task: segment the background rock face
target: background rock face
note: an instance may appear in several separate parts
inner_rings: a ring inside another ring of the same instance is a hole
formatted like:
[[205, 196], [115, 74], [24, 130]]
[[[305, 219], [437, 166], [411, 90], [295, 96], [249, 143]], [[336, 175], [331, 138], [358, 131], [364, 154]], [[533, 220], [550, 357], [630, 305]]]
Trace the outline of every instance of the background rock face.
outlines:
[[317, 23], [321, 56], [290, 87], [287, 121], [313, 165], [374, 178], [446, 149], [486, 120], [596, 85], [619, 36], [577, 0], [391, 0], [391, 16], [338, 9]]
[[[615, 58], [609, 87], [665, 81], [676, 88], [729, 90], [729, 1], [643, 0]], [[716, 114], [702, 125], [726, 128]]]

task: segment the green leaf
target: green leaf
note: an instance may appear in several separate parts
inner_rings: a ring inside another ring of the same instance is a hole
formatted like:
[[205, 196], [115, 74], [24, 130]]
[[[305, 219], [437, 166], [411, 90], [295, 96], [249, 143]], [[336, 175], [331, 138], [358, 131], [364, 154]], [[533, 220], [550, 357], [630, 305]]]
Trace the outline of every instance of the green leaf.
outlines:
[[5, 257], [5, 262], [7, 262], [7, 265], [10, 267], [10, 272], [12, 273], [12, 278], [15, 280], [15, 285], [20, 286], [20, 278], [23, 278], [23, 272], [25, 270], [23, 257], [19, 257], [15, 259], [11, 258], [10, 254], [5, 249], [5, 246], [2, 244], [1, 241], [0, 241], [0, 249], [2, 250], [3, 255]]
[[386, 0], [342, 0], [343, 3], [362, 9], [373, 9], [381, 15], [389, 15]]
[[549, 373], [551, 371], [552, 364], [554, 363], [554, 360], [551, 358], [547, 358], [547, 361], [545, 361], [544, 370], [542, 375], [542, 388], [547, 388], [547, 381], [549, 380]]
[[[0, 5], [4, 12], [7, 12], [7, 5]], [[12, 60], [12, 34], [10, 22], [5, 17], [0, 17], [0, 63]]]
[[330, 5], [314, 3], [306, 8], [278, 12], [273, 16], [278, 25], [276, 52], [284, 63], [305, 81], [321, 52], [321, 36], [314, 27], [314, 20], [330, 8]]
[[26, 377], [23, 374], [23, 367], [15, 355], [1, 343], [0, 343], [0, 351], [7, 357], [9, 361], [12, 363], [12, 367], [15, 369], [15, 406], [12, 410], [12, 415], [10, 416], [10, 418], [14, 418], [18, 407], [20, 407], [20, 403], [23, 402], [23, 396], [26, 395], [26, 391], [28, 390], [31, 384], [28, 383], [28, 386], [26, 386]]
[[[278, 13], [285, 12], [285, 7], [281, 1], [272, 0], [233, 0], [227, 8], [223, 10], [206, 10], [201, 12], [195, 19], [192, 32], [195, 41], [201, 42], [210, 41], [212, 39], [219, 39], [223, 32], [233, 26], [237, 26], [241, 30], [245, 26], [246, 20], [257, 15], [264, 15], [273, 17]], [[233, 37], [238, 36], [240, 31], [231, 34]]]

____________

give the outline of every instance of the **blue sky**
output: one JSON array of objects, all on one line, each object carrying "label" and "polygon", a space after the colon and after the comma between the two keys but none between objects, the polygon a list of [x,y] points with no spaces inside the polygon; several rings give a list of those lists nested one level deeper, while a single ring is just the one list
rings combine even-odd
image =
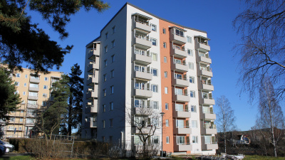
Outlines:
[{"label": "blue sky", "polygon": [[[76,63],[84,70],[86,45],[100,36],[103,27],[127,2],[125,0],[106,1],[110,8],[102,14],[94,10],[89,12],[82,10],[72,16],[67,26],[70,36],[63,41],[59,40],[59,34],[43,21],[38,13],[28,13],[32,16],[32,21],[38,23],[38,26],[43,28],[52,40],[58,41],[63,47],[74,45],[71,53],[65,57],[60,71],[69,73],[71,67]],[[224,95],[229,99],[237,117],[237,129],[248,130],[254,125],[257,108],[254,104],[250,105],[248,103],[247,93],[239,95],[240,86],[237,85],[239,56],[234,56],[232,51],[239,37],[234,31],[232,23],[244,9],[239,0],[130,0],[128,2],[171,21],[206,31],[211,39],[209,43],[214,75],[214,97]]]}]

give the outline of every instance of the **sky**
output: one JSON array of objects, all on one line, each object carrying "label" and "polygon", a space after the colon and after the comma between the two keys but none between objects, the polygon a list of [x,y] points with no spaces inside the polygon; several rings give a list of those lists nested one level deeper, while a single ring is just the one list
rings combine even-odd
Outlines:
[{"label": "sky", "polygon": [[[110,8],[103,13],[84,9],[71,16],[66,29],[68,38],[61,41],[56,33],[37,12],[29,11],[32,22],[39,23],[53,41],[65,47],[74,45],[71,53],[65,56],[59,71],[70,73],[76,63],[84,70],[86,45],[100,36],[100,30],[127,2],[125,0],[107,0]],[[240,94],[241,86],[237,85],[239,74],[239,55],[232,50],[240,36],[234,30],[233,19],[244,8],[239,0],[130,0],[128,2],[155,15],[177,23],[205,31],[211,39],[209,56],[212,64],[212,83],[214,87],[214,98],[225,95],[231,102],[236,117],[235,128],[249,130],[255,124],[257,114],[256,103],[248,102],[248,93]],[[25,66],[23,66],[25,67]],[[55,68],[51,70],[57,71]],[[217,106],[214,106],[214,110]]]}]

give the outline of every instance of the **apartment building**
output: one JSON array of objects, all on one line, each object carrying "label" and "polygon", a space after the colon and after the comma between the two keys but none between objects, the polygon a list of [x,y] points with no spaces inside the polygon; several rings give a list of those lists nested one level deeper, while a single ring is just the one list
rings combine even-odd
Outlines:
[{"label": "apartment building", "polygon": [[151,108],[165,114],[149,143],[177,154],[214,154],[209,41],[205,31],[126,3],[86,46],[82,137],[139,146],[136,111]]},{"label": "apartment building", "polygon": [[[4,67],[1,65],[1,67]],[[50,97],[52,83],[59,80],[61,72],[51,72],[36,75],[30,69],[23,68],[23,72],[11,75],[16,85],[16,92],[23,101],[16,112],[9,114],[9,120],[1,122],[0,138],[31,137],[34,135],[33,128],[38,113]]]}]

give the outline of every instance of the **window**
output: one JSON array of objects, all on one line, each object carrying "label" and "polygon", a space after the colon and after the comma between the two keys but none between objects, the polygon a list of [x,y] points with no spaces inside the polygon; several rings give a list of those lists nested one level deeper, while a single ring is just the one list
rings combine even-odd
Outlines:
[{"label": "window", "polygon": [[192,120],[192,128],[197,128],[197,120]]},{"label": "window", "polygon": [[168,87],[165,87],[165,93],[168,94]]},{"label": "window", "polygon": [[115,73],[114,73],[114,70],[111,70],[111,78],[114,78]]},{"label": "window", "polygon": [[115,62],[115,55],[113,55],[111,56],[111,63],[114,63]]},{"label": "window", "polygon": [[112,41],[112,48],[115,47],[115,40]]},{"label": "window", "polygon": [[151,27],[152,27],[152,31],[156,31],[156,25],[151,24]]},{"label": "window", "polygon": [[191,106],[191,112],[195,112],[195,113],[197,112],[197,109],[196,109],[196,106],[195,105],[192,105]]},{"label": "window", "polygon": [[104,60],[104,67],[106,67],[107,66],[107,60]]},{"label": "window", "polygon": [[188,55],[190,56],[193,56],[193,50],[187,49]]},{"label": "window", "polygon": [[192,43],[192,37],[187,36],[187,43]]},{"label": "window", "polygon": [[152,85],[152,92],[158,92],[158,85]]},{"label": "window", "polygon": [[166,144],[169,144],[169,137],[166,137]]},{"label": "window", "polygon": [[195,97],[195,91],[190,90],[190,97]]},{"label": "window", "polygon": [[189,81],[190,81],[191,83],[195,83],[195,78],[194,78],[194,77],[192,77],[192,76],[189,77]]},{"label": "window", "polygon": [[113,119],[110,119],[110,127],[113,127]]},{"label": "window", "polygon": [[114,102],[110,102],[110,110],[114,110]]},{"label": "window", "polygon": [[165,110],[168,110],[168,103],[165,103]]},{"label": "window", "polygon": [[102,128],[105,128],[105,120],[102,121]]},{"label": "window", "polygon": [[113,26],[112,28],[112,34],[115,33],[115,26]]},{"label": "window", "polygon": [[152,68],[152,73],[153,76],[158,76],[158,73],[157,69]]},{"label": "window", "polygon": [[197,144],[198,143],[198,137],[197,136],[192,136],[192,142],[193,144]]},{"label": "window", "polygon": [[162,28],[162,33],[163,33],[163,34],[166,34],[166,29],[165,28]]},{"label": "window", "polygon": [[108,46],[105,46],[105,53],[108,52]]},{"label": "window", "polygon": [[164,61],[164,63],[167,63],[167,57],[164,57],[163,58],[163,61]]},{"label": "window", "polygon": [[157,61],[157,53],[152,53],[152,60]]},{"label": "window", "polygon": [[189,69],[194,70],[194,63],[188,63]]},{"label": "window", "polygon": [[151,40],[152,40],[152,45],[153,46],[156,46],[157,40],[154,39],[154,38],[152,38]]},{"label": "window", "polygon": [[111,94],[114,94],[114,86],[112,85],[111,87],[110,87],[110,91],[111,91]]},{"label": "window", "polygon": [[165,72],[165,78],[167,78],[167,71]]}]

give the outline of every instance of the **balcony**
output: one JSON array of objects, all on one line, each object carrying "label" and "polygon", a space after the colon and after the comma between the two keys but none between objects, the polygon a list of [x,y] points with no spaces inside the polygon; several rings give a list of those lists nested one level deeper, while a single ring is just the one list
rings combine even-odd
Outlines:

____________

Please show every line of the records that contains the string "rock". Case counts.

task: segment the background rock face
target: background rock face
Trace the outline of every instance of the background rock face.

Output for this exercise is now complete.